- [EXTRAIT DU TEXTE]:
● ● ●

Enfant, j’ai eu la chance d’avoir une famille qui, inlassablement, m’a proposé d’ouvrir des portes vers la rencontre de l’autre, vers des domaines culturels qui m’étaient étrangers. Je pense que mon histoire douloureuse avec l’apprentissage du lire/écrire a joué un rôle dans mes choix professionnels au sortir de l’école de commerce.

En 1996, je quitte Amiens, laissant le Cardan, ses 4 bibliothèques de rue, ses 80 bénévoles impliqués dans le développement de la lecture et les apprentissages de base.

Nous nous installons à Nantes. Dans le quartier Malakoff, la lecture de rue est à nouveau un chemin de rencontres pour moi.

C’est alors que l’invitation de la ville de Recife à la ville de Nantes en 2009 rebondit jusqu’à notre association. Nous partagions chaque semaine la lecture avec des enfants dans le quartier Malakoff depuis 2002. On parlait de lecture « hors les murs ». Le service culturel de la ville s’était appuyé sur mon expérience amiénoise pour faire la courte échelle à plusieurs associations engagées dans la lecture hors les murs dans les quartiers populaires. C’est ainsi que je me suis retrouvée en première ligne pour apporter un témoignage sur une politique culturelle nantaise.

● ● ●

- [TÂCHES À RÉALISER]:
#1 Imprimez le passage de l'extrait allant de « Nous nous installons » à « politique culturelle nantaise. ».
#2 Recopiez toutes les lignes ci-dessous en substituant « coarse mask » à « rough mask » partout où il figure, sans rien modifier d'autre. N'incluez pas les images dans votre réponse.

● ● ●

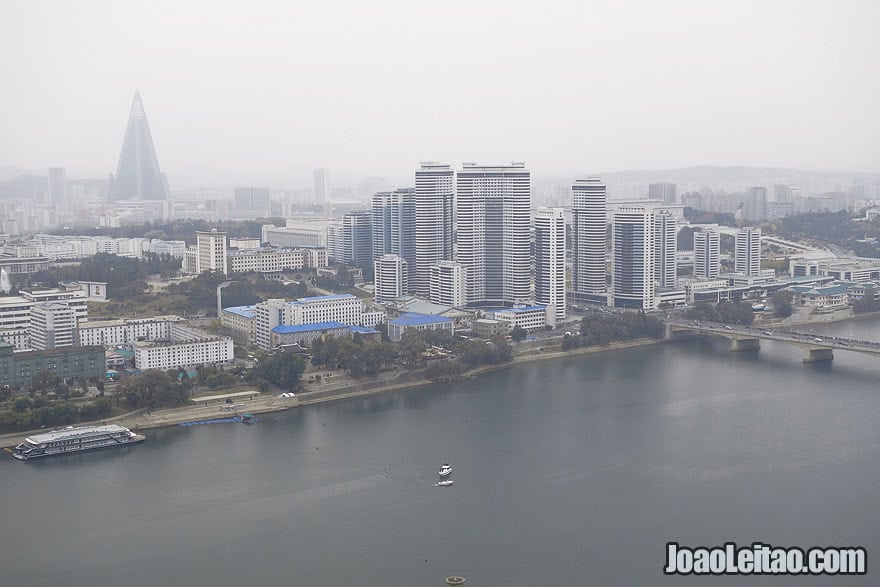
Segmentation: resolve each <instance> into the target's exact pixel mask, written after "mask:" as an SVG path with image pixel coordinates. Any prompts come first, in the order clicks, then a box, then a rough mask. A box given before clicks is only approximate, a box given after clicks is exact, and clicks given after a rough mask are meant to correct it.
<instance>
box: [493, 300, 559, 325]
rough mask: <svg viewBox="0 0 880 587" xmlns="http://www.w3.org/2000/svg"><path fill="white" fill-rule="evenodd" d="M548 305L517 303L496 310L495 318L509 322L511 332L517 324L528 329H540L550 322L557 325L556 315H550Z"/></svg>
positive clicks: (498, 319) (506, 321) (550, 322)
mask: <svg viewBox="0 0 880 587" xmlns="http://www.w3.org/2000/svg"><path fill="white" fill-rule="evenodd" d="M548 314H549V312H548V308H547V306H526V305H516V306H514V307H512V308H505V309H503V310H496V311H495V313H494V317H495V320H500V321H502V322H506V323H507V331H508V332H510V331H511V330H513V329H514V328H516V327H517V326H519V327H520V328H524V329H526V330H540V329H542V328H544V327H545V326H547V325H548V324H550V325H551V326H552V325H555V324H556V320H555V315H548Z"/></svg>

● ● ●

- [SOLUTIONS PAR TÂCHE]:
#1
Nous nous installons à Nantes. Dans le quartier Malakoff, la lecture de rue est à nouveau un chemin de rencontres pour moi.

C’est alors que l’invitation de la ville de Recife à la ville de Nantes en 2009 rebondit jusqu’à notre association. Nous partagions chaque semaine la lecture avec des enfants dans le quartier Malakoff depuis 2002. On parlait de lecture « hors les murs ». Le service culturel de la ville s’était appuyé sur mon expérience amiénoise pour faire la courte échelle à plusieurs associations engagées dans la lecture hors les murs dans les quartiers populaires. C’est ainsi que je me suis retrouvée en première ligne pour apporter un témoignage sur une politique culturelle nantaise.

#2
Segmentation: resolve each <instance> into the target's exact pixel mask, written after "mask:" as an SVG path with image pixel coordinates. Any prompts come first, in the order clicks, then a box, then a coarse mask. A box given before clicks is only approximate, a box given after clicks is exact, and clicks given after a coarse mask are meant to correct it.
<instance>
box: [493, 300, 559, 325]
coarse mask: <svg viewBox="0 0 880 587" xmlns="http://www.w3.org/2000/svg"><path fill="white" fill-rule="evenodd" d="M548 305L517 303L496 310L495 318L509 322L511 332L517 324L528 329H540L550 322L557 325L556 315H550Z"/></svg>
positive clicks: (498, 319) (506, 321) (550, 322)
mask: <svg viewBox="0 0 880 587" xmlns="http://www.w3.org/2000/svg"><path fill="white" fill-rule="evenodd" d="M548 314H549V312H548V308H547V306H526V305H516V306H514V307H512V308H505V309H503V310H496V311H495V313H494V317H495V320H500V321H502V322H506V323H507V331H508V332H510V331H511V330H513V329H514V328H516V327H517V326H519V327H520V328H524V329H526V330H540V329H542V328H544V327H545V326H547V325H548V324H550V325H551V326H552V325H555V324H556V320H555V315H548Z"/></svg>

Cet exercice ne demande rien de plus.